WORK REQUEST> Each entry that follows should be written again verbatim.

MATERIAL TO PROCESS>

+===+

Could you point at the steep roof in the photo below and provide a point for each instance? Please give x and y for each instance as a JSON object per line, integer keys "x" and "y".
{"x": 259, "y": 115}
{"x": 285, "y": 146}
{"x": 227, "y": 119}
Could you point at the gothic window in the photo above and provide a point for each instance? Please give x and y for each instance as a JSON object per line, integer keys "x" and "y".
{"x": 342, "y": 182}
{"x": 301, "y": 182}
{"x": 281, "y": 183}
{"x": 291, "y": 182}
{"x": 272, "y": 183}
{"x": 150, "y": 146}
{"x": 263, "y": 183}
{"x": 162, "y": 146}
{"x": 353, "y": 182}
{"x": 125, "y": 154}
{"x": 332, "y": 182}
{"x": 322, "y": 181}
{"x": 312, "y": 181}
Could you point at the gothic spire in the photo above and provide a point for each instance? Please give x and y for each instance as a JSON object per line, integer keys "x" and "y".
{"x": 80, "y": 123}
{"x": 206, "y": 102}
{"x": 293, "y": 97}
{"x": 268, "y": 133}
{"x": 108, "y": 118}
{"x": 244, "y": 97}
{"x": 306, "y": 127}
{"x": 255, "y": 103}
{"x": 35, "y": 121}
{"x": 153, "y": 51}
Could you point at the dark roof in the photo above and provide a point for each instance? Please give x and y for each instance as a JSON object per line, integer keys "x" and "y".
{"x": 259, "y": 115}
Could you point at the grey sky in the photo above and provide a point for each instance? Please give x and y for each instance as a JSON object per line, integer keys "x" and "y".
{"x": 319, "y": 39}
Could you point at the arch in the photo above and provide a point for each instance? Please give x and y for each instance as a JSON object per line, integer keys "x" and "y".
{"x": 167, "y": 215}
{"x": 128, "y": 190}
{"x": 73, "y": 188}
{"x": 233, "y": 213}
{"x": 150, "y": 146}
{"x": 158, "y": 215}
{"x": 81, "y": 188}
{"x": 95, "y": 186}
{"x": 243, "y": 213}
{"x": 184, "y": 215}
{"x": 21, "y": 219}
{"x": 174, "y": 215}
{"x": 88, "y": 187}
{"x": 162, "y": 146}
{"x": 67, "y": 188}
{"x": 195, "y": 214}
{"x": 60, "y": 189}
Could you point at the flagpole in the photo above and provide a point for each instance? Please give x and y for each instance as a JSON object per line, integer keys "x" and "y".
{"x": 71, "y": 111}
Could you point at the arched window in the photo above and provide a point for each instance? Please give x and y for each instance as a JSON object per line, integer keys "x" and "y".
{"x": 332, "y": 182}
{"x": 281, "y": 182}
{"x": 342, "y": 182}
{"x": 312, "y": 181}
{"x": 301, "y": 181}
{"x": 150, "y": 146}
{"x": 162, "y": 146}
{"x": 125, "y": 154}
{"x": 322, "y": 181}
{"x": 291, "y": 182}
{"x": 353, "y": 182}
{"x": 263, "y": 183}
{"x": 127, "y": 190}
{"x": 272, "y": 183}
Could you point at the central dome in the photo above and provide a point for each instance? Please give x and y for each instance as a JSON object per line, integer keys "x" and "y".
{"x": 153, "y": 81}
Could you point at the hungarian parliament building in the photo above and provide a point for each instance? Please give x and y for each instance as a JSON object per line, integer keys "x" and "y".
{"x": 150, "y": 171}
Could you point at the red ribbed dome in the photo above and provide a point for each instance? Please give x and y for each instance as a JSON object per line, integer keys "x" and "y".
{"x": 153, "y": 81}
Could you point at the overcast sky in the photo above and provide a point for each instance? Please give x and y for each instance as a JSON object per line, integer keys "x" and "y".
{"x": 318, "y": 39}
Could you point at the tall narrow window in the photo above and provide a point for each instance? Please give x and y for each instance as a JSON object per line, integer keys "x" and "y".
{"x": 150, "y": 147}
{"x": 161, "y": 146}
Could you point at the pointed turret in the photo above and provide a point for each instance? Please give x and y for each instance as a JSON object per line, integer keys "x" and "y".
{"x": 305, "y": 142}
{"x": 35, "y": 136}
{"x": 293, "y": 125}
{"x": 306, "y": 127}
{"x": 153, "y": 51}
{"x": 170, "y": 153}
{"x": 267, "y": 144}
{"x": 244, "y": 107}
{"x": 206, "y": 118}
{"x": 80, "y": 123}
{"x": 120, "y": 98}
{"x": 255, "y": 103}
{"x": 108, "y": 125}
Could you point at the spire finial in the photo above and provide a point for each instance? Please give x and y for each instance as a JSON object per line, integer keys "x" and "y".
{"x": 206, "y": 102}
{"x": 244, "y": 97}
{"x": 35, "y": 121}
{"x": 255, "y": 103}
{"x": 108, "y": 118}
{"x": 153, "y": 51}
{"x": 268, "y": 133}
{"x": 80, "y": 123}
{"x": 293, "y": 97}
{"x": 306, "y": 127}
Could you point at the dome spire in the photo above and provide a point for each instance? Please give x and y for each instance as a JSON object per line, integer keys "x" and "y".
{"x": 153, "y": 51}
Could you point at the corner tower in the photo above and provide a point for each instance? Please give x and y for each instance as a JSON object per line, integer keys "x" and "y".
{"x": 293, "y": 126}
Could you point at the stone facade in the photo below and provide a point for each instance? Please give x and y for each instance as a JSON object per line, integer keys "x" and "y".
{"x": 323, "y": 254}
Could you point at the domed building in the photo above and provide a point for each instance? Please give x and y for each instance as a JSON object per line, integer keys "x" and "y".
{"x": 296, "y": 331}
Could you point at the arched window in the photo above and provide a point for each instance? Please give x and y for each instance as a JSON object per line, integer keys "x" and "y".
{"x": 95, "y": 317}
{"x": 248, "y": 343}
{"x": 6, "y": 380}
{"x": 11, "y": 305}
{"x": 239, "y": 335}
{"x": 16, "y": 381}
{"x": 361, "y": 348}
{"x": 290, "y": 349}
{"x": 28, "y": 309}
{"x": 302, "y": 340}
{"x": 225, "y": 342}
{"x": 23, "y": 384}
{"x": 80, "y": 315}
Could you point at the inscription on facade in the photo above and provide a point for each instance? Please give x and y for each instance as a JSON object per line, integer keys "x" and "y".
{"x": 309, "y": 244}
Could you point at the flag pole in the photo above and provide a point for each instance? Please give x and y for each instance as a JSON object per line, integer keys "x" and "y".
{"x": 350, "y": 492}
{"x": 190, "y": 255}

+===+

SOLUTION TO THIS EXERCISE>
Could you point at the steep roof in the photo below and provide a point for each instance? Please give x and y for each instance as a JSON object per line, integer keys "x" and "y".
{"x": 259, "y": 115}
{"x": 285, "y": 146}
{"x": 227, "y": 119}
Could you point at the gothic window in the photo above and provide a point for each instance? Please give x and y for each instance as a JSON object per line, integer keys "x" and "y".
{"x": 342, "y": 182}
{"x": 301, "y": 182}
{"x": 281, "y": 183}
{"x": 291, "y": 182}
{"x": 272, "y": 183}
{"x": 150, "y": 146}
{"x": 263, "y": 183}
{"x": 162, "y": 146}
{"x": 353, "y": 182}
{"x": 125, "y": 154}
{"x": 332, "y": 182}
{"x": 322, "y": 181}
{"x": 312, "y": 181}
Could you point at the gothic spire in the photo above and provide a point for each instance? Please give x and y for each instance as a JSON object per line, integer keys "x" and "y".
{"x": 80, "y": 123}
{"x": 206, "y": 102}
{"x": 293, "y": 97}
{"x": 268, "y": 133}
{"x": 108, "y": 118}
{"x": 244, "y": 97}
{"x": 306, "y": 127}
{"x": 255, "y": 103}
{"x": 35, "y": 121}
{"x": 153, "y": 51}
Could you point at the dark roof in the photo above and provide a point for each instance? Please give x and y for each instance as a JSON object per line, integer keys "x" and "y".
{"x": 259, "y": 115}
Could you point at the grey sky in the photo above and provide a point for each instance? Please give x and y for each instance as a JSON object per line, integer keys "x" and "y".
{"x": 319, "y": 39}
Could you point at the arch in the photo above and provide a point for each instance? Please give x and y for each instance as a JSON object per line, integer keys "x" and "y".
{"x": 167, "y": 215}
{"x": 128, "y": 190}
{"x": 73, "y": 188}
{"x": 233, "y": 213}
{"x": 150, "y": 146}
{"x": 158, "y": 215}
{"x": 81, "y": 188}
{"x": 95, "y": 186}
{"x": 243, "y": 213}
{"x": 184, "y": 215}
{"x": 21, "y": 219}
{"x": 174, "y": 215}
{"x": 88, "y": 187}
{"x": 162, "y": 146}
{"x": 67, "y": 188}
{"x": 195, "y": 214}
{"x": 60, "y": 189}
Could you point at the flagpole in the photo above and provide a point for each instance? Please give x and y for each instance as a JSON object per line, integer keys "x" and "y".
{"x": 71, "y": 111}
Could you point at the arched window in the photo above and provide a point for each instance? Please give x and y for each instance as a JSON object per line, integer keys "x" and "y".
{"x": 332, "y": 182}
{"x": 281, "y": 182}
{"x": 342, "y": 182}
{"x": 312, "y": 181}
{"x": 301, "y": 181}
{"x": 150, "y": 146}
{"x": 162, "y": 146}
{"x": 125, "y": 154}
{"x": 322, "y": 181}
{"x": 291, "y": 182}
{"x": 353, "y": 182}
{"x": 263, "y": 183}
{"x": 127, "y": 190}
{"x": 272, "y": 183}
Could you point at the central dome in the photo above and provide a point for each instance? Please give x and y for each instance as a JSON object per line, integer keys "x" and "y".
{"x": 153, "y": 81}
Could you point at the hungarian parliament building in the photo above and provide a point for each instance? Please give x and y for each instance as a JSON object per line, integer keys "x" and "y".
{"x": 150, "y": 171}
Could you point at the red ribbed dome in the photo above and provide a point for each instance? Please give x and y for each instance as a JSON object per line, integer keys "x" and "y".
{"x": 153, "y": 81}
Could you point at the overcast sky in the photo above and provide a point for each instance? Please give x and y for each instance as a JSON object per line, integer keys "x" and "y".
{"x": 318, "y": 39}
Could you point at the tall narrow window in the photo above and provide a point for each instance? Please give x and y for each instance as a JSON object per line, integer keys "x" and "y".
{"x": 150, "y": 147}
{"x": 161, "y": 146}
Could you point at the pointed turret in the photo above and provide a point for each instance? Please give x and y for each instance as a JSON object per line, integer keys "x" and "y".
{"x": 305, "y": 142}
{"x": 35, "y": 136}
{"x": 293, "y": 125}
{"x": 306, "y": 127}
{"x": 153, "y": 51}
{"x": 170, "y": 153}
{"x": 267, "y": 144}
{"x": 244, "y": 107}
{"x": 206, "y": 118}
{"x": 80, "y": 123}
{"x": 120, "y": 98}
{"x": 255, "y": 103}
{"x": 108, "y": 125}
Could you point at the spire finial in the photo above and provide a point for each instance? Please give x and y for each instance as a JSON object per line, integer keys "x" and "y".
{"x": 206, "y": 102}
{"x": 244, "y": 97}
{"x": 35, "y": 121}
{"x": 255, "y": 103}
{"x": 108, "y": 118}
{"x": 153, "y": 51}
{"x": 268, "y": 133}
{"x": 80, "y": 123}
{"x": 293, "y": 97}
{"x": 306, "y": 127}
Could you point at the dome spire in the photo above and provide a point for each instance? Please give x and y for each instance as a JSON object per line, integer keys "x" and "y".
{"x": 153, "y": 51}
Could you point at the corner tower in the photo above and provide a point for each instance? Please give x and y for each instance as a JSON object per line, integer keys "x" and "y".
{"x": 293, "y": 126}
Could you point at the stone facade in the photo below and provide a point for each instance? Please give x and y for each instance as a JSON object per line, integer keys "x" and "y".
{"x": 323, "y": 254}
Could you point at the domed building in the photo above and provide a point for each instance? Please give x and y for each instance as a JSON object per line, integer keys "x" and "y".
{"x": 296, "y": 331}
Could you point at the arched window in the photo above and provide a point for each instance? Please give x and y for each instance as a JSON object per line, integer keys "x" and "y".
{"x": 95, "y": 317}
{"x": 248, "y": 343}
{"x": 6, "y": 380}
{"x": 11, "y": 305}
{"x": 239, "y": 335}
{"x": 16, "y": 381}
{"x": 361, "y": 348}
{"x": 290, "y": 349}
{"x": 28, "y": 309}
{"x": 302, "y": 340}
{"x": 225, "y": 342}
{"x": 23, "y": 384}
{"x": 80, "y": 315}
Could you point at the inscription on facade in the photo above and provide a point for each instance? Please give x and y for each instance as a JSON object per line, integer keys "x" and "y".
{"x": 309, "y": 244}
Could you point at the flag pole in the photo above and provide a point for each instance? Please give x and y for each instance as a JSON object per line, integer keys "x" and "y".
{"x": 350, "y": 492}
{"x": 190, "y": 255}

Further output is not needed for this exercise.